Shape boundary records
* Start *
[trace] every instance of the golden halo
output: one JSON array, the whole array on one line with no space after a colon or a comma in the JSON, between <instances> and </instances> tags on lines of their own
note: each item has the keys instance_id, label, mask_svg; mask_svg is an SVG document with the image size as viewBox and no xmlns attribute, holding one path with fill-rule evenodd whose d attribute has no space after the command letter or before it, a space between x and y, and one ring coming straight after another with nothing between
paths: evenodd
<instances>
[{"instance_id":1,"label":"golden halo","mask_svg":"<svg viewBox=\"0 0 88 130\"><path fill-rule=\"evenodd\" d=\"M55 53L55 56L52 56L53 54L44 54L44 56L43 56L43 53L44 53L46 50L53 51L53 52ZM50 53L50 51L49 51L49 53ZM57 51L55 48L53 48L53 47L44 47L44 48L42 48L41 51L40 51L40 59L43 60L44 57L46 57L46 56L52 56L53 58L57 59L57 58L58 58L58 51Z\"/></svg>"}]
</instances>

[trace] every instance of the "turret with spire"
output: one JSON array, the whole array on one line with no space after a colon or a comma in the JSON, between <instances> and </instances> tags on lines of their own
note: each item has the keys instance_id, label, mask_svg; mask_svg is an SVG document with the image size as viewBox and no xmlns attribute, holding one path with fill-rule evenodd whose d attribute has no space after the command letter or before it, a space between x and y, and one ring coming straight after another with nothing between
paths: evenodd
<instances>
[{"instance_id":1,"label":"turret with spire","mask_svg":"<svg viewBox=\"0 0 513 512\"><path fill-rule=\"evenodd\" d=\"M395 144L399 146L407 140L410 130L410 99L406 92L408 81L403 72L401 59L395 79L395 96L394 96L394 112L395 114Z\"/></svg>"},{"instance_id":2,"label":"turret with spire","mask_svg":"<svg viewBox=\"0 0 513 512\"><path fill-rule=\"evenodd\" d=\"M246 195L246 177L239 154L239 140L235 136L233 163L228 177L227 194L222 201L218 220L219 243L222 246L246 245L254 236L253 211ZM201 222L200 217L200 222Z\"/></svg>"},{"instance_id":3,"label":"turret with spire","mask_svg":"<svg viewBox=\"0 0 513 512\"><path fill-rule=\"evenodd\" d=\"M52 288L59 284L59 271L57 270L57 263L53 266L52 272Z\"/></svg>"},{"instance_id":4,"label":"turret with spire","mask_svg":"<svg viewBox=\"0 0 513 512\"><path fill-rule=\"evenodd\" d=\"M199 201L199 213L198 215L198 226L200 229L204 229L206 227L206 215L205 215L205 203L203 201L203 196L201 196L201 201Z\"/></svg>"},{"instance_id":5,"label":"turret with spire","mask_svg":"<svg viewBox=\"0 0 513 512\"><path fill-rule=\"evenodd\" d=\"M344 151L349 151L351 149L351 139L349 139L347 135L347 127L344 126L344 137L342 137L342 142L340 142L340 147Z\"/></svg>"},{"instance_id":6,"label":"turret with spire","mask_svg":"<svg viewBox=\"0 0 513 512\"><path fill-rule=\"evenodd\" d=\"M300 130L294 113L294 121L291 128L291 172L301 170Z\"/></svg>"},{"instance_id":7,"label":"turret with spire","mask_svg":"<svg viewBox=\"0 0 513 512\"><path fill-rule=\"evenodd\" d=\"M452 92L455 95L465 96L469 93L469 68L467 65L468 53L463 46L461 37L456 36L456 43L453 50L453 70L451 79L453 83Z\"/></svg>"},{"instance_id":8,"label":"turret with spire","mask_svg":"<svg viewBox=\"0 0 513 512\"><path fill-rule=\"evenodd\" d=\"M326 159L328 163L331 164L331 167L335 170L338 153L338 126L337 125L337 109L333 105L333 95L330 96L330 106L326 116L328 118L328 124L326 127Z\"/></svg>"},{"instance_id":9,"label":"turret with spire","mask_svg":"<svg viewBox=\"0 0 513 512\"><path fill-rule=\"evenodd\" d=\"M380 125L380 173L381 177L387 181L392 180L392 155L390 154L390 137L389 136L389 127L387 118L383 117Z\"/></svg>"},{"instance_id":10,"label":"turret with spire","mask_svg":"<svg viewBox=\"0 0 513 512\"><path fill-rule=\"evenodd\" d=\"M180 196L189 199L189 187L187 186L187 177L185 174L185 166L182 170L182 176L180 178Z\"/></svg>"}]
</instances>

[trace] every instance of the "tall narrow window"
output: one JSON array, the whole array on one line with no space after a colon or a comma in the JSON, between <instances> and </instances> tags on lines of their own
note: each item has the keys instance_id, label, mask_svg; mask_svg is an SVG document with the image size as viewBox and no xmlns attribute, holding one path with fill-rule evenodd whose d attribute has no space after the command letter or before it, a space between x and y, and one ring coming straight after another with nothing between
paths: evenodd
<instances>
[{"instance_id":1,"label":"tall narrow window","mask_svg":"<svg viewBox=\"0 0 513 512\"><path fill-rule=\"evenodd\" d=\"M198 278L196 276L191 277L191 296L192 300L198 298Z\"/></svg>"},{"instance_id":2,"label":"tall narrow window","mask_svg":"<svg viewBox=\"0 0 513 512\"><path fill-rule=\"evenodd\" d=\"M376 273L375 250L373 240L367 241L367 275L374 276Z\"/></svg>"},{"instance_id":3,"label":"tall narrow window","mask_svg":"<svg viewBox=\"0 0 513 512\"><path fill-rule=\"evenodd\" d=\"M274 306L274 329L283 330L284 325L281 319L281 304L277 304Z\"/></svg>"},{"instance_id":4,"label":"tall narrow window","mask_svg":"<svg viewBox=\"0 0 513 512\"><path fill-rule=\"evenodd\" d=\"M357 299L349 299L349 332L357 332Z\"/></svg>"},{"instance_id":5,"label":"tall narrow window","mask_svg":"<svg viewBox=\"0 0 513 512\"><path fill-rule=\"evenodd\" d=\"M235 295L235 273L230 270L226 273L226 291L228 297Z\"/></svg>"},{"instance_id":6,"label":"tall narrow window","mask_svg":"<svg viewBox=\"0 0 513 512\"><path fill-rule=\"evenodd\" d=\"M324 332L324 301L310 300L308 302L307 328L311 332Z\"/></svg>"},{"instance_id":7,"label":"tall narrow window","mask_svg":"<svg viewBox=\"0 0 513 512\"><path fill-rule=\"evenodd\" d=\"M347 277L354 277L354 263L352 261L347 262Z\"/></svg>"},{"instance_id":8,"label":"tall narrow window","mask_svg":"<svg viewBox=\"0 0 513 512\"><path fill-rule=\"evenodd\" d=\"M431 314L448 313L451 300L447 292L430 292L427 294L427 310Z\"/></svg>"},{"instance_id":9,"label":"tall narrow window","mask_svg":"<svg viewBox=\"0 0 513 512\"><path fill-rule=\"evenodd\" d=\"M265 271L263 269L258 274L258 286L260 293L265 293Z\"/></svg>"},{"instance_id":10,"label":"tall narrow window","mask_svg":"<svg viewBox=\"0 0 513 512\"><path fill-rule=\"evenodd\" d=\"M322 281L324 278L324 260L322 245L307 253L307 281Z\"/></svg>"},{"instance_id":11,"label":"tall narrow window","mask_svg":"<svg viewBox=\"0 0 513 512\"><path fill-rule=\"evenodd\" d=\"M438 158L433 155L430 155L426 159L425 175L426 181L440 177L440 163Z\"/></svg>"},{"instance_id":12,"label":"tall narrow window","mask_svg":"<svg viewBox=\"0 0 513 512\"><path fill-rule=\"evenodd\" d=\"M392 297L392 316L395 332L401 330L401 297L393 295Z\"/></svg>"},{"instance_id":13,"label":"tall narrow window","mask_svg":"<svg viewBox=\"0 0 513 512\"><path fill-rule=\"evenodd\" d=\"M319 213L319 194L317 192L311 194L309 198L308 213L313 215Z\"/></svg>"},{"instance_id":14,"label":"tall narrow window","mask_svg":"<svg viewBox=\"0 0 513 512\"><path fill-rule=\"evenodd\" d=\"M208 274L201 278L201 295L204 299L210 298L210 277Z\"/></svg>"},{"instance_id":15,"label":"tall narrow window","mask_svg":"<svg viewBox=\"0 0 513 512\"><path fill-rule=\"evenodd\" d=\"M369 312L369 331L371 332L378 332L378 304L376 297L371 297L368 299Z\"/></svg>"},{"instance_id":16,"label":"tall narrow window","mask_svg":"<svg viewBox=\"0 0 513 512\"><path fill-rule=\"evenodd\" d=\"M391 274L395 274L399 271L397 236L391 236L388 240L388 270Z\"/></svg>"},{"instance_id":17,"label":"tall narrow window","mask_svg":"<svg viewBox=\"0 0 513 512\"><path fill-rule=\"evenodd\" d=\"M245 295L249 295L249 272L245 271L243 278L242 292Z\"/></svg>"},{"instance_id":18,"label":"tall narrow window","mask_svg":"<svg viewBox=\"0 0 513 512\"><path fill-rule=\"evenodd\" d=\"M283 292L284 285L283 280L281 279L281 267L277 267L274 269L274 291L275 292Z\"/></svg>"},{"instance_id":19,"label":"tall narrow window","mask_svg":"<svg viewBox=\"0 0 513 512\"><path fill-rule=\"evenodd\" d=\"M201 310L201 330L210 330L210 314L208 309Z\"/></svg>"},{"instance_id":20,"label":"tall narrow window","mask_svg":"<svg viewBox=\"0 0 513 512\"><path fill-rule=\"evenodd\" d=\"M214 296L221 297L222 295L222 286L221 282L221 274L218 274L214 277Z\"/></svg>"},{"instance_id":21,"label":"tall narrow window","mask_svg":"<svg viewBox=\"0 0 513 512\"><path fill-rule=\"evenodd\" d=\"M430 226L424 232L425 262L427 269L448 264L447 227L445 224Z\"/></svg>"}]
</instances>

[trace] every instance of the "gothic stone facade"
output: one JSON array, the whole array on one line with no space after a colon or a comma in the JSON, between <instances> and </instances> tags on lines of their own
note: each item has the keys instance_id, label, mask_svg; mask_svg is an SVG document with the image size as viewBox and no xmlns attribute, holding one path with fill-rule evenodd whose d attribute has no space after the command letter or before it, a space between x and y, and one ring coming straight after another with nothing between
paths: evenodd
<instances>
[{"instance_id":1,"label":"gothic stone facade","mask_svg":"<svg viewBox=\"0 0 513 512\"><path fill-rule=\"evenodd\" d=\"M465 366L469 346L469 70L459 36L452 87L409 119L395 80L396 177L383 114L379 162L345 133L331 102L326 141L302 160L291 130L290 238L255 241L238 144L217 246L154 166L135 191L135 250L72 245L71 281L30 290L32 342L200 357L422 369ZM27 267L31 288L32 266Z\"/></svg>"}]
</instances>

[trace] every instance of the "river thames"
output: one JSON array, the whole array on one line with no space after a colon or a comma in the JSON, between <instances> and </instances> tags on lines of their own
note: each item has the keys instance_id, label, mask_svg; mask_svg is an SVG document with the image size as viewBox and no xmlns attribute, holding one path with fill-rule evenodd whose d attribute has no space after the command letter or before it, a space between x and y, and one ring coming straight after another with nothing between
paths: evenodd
* End *
● **Goal**
Find every line in the records above that contains the string "trace" and copy each one out in full.

● **Written reply**
[trace] every instance of the golden halo
[trace] every instance of the "turret with spire"
[trace] every instance of the "tall narrow window"
[trace] every instance of the "gothic stone facade"
[trace] every instance of the "river thames"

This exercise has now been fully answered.